▶ **Work required**
Pick out every row below that contains the word "dark" and copy each one unchanged. Case counts.

▶ **Dataset**
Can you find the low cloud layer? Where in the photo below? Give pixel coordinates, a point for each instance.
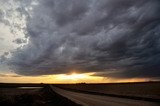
(120, 38)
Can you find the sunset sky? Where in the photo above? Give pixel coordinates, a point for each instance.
(74, 41)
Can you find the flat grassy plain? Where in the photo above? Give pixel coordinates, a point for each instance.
(140, 90)
(31, 95)
(13, 94)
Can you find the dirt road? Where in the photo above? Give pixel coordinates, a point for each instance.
(97, 100)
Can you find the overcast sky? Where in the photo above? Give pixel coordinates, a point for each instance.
(114, 38)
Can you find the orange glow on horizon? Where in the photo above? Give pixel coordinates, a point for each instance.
(66, 78)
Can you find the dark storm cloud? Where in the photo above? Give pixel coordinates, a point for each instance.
(19, 41)
(92, 35)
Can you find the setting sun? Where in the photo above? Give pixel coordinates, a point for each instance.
(73, 76)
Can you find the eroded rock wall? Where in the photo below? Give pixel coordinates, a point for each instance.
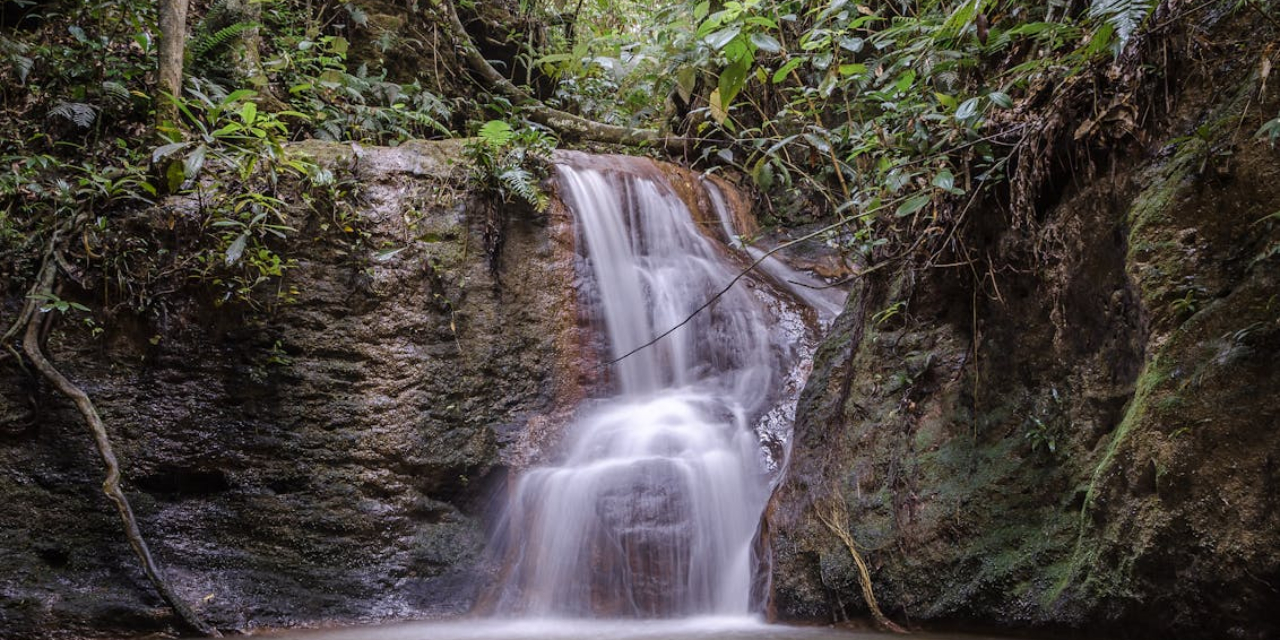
(1091, 438)
(324, 461)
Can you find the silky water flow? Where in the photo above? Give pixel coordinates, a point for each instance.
(653, 508)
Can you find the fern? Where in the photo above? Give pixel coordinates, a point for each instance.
(209, 42)
(517, 181)
(77, 113)
(1121, 17)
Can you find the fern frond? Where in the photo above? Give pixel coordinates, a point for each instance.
(1124, 17)
(77, 113)
(519, 182)
(209, 42)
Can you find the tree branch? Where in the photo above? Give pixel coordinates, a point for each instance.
(562, 122)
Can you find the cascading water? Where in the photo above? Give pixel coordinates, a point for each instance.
(654, 508)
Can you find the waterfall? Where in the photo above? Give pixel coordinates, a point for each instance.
(653, 508)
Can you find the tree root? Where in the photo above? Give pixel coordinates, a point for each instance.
(836, 517)
(558, 120)
(112, 484)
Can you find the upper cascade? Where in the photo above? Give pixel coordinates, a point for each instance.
(654, 508)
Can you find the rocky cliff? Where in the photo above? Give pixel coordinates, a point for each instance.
(1078, 426)
(323, 461)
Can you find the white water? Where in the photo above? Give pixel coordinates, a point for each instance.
(819, 296)
(654, 507)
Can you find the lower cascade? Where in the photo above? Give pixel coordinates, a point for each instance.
(653, 508)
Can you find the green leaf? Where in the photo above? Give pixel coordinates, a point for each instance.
(195, 163)
(497, 133)
(968, 109)
(1000, 99)
(781, 74)
(722, 37)
(731, 82)
(700, 10)
(174, 176)
(167, 150)
(766, 42)
(913, 205)
(718, 113)
(237, 248)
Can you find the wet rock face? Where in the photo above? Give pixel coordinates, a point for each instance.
(327, 461)
(1092, 448)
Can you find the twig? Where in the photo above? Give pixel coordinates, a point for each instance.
(755, 264)
(739, 277)
(835, 517)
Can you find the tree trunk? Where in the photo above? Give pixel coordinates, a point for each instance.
(173, 42)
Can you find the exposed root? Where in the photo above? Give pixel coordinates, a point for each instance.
(835, 516)
(112, 484)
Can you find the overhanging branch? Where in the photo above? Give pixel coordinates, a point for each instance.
(562, 122)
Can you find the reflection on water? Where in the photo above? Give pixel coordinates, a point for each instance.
(730, 627)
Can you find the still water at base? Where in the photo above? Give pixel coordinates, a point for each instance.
(551, 629)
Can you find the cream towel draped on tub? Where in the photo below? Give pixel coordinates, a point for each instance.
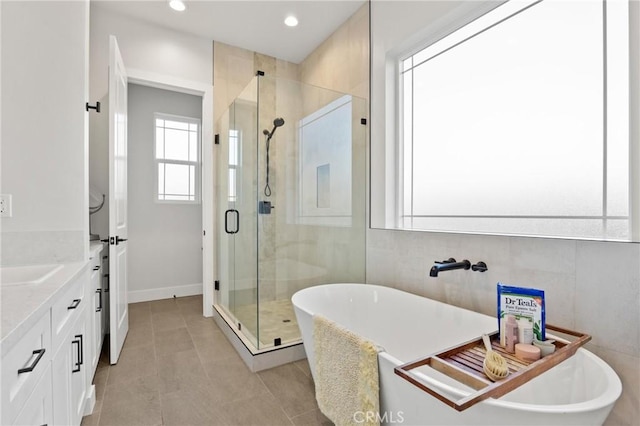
(346, 374)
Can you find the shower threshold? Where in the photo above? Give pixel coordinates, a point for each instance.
(257, 359)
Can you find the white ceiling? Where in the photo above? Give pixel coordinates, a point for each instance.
(256, 25)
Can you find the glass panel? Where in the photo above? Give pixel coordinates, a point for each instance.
(193, 146)
(317, 176)
(160, 180)
(618, 109)
(176, 145)
(280, 250)
(180, 125)
(192, 182)
(232, 185)
(177, 179)
(159, 143)
(407, 136)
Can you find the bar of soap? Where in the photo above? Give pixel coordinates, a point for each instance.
(527, 352)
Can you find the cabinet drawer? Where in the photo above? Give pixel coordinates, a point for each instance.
(67, 308)
(23, 366)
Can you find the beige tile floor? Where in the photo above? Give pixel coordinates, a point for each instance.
(177, 368)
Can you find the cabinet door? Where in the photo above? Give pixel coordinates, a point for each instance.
(95, 312)
(61, 371)
(70, 376)
(38, 408)
(79, 371)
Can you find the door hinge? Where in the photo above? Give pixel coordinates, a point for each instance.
(96, 106)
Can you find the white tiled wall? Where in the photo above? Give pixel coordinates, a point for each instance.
(593, 287)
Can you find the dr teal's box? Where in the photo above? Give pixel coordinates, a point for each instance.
(522, 303)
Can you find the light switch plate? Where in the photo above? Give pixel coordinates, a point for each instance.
(5, 205)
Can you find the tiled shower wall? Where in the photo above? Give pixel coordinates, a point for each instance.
(592, 287)
(340, 63)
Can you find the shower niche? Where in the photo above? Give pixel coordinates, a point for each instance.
(291, 204)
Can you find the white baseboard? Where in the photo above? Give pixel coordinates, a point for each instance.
(164, 293)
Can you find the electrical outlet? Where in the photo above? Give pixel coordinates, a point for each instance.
(5, 205)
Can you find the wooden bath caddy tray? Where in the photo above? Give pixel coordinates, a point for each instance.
(464, 364)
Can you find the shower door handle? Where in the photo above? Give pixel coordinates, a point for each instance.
(226, 221)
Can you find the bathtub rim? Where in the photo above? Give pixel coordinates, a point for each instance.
(612, 387)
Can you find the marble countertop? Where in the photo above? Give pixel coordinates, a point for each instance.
(23, 306)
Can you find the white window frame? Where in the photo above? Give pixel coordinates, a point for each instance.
(400, 183)
(198, 163)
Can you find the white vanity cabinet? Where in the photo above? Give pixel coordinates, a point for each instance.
(96, 311)
(71, 364)
(24, 369)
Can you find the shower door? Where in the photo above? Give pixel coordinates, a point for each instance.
(237, 215)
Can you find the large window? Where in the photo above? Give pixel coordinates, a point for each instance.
(518, 124)
(177, 156)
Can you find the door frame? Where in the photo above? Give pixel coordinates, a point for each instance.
(175, 84)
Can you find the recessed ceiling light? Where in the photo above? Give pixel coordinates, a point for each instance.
(177, 5)
(291, 21)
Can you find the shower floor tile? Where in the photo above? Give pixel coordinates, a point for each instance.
(277, 320)
(187, 373)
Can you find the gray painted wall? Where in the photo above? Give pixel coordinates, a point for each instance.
(165, 240)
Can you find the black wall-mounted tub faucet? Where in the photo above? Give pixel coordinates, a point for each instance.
(448, 265)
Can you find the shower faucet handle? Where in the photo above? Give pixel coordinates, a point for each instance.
(265, 207)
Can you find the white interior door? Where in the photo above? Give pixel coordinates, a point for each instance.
(118, 233)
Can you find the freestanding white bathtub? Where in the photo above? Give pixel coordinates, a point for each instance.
(579, 391)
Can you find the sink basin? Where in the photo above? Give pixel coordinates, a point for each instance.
(26, 275)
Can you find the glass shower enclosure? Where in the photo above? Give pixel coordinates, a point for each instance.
(291, 203)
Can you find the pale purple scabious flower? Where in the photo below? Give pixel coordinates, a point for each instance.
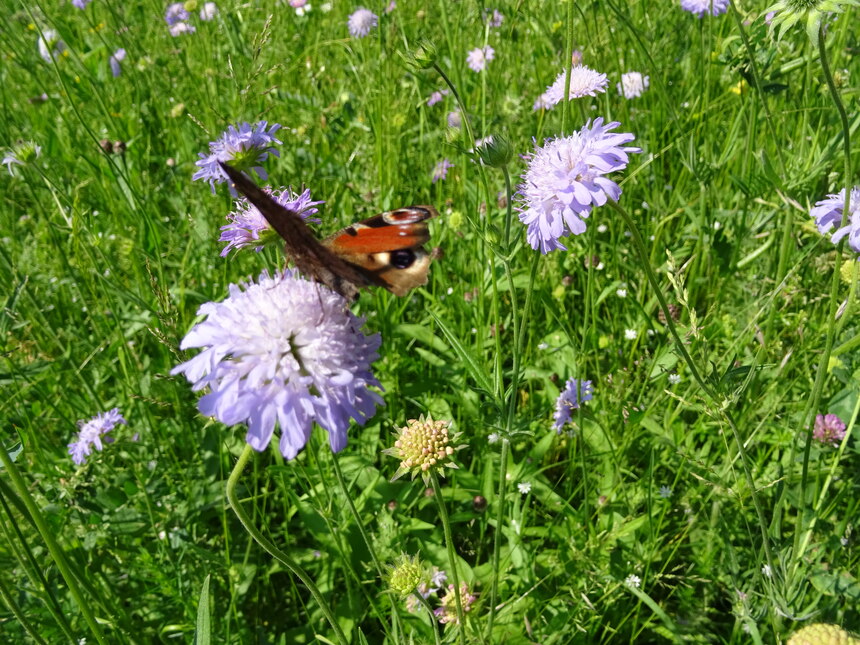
(283, 351)
(440, 170)
(437, 96)
(829, 429)
(176, 13)
(574, 394)
(828, 215)
(702, 8)
(494, 19)
(115, 60)
(50, 45)
(583, 82)
(361, 22)
(244, 148)
(632, 85)
(478, 58)
(566, 177)
(247, 223)
(90, 434)
(209, 11)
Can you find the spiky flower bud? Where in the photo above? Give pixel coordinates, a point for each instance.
(423, 445)
(405, 575)
(822, 634)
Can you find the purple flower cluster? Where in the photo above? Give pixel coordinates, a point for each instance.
(90, 434)
(575, 393)
(828, 215)
(566, 177)
(245, 148)
(248, 227)
(285, 352)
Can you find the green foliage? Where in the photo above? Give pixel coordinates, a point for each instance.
(109, 250)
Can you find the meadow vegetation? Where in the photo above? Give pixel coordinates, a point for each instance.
(687, 485)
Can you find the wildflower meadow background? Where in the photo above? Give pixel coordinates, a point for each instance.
(622, 409)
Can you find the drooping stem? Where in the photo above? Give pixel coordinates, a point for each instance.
(452, 556)
(274, 551)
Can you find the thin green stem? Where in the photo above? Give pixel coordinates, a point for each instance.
(364, 536)
(452, 556)
(807, 515)
(47, 535)
(497, 537)
(271, 549)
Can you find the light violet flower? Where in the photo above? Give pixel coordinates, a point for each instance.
(828, 429)
(440, 170)
(116, 58)
(90, 434)
(702, 8)
(632, 85)
(244, 148)
(828, 215)
(248, 227)
(583, 82)
(361, 22)
(478, 58)
(575, 393)
(50, 45)
(208, 11)
(283, 351)
(566, 177)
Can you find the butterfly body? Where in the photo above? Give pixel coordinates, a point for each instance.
(385, 250)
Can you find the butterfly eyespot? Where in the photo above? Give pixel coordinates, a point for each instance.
(402, 259)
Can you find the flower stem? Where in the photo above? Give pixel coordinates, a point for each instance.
(807, 518)
(452, 557)
(274, 551)
(20, 488)
(364, 536)
(497, 537)
(719, 402)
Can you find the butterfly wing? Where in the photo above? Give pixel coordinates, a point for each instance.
(312, 258)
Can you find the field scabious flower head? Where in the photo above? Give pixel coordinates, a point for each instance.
(424, 446)
(574, 394)
(50, 45)
(583, 82)
(632, 85)
(566, 177)
(90, 434)
(828, 215)
(447, 613)
(244, 148)
(248, 227)
(116, 58)
(478, 58)
(828, 429)
(361, 22)
(702, 8)
(21, 154)
(787, 13)
(405, 575)
(284, 351)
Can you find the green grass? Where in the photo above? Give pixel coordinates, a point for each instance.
(106, 258)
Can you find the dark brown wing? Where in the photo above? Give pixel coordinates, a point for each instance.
(310, 256)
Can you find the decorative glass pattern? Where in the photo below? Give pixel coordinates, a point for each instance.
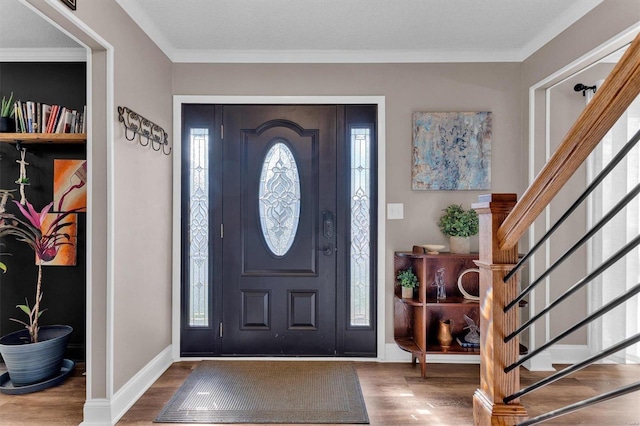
(279, 198)
(360, 195)
(199, 228)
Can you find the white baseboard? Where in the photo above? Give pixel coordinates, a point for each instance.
(107, 412)
(97, 412)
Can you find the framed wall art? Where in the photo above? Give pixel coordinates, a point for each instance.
(451, 151)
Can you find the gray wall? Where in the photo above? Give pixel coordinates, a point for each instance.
(407, 88)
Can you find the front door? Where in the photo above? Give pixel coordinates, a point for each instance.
(278, 230)
(279, 277)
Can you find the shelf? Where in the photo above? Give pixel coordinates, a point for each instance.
(410, 302)
(407, 344)
(451, 301)
(43, 138)
(454, 349)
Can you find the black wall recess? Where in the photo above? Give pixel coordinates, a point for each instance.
(64, 287)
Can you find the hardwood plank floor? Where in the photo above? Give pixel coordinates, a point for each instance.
(394, 394)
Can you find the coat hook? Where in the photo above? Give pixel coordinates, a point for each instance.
(144, 129)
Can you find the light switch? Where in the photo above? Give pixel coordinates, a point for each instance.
(395, 211)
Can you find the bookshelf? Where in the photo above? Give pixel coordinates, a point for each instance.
(44, 138)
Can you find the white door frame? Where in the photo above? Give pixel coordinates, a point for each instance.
(178, 100)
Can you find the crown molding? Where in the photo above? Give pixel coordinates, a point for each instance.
(72, 54)
(341, 56)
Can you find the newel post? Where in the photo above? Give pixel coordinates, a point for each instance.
(495, 324)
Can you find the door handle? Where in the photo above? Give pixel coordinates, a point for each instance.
(328, 224)
(327, 250)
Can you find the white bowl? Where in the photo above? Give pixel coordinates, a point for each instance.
(433, 248)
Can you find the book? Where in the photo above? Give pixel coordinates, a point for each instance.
(466, 344)
(46, 112)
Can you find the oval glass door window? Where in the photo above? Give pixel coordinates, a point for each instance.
(279, 201)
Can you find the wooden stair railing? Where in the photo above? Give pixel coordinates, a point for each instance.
(619, 89)
(503, 221)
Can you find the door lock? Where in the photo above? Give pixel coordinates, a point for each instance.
(327, 250)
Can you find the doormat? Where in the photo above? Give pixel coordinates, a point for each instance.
(268, 392)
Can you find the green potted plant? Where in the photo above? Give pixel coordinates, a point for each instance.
(408, 281)
(7, 112)
(459, 224)
(35, 354)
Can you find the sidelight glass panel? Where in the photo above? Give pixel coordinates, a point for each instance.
(199, 228)
(279, 198)
(360, 196)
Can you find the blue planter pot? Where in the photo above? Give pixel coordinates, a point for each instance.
(29, 363)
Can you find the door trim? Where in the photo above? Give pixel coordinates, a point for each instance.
(178, 100)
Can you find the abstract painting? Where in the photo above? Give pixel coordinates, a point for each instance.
(67, 254)
(69, 184)
(451, 151)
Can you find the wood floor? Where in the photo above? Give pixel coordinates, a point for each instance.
(394, 394)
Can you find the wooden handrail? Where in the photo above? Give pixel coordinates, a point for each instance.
(620, 88)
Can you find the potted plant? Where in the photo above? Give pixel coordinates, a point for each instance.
(35, 354)
(7, 111)
(459, 224)
(408, 281)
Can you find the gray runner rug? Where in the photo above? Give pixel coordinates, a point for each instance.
(268, 392)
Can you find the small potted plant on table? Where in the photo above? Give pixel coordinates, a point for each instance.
(408, 281)
(459, 225)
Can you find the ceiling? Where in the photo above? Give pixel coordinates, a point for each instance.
(324, 30)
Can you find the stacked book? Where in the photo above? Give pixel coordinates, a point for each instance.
(37, 117)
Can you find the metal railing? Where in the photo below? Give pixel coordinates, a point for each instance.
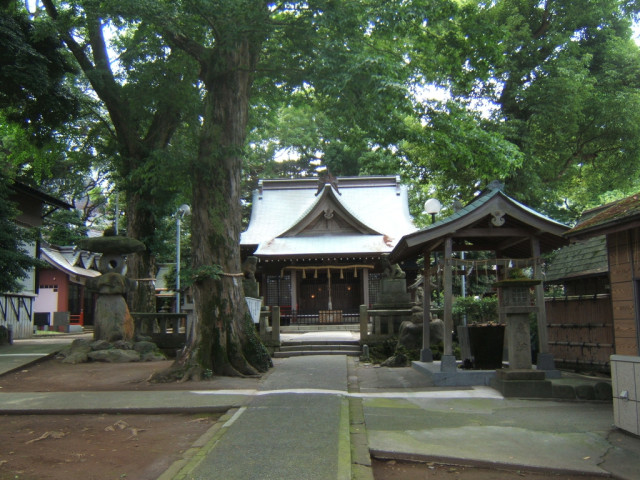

▶ **Answer to this task**
Can you find the dark storm cloud? Where in the photo above? Give pixel coordinates, a point for each instance.
Can you find the dark brown wing? Where in the photo above? Give pixel coordinates, a point for each instance.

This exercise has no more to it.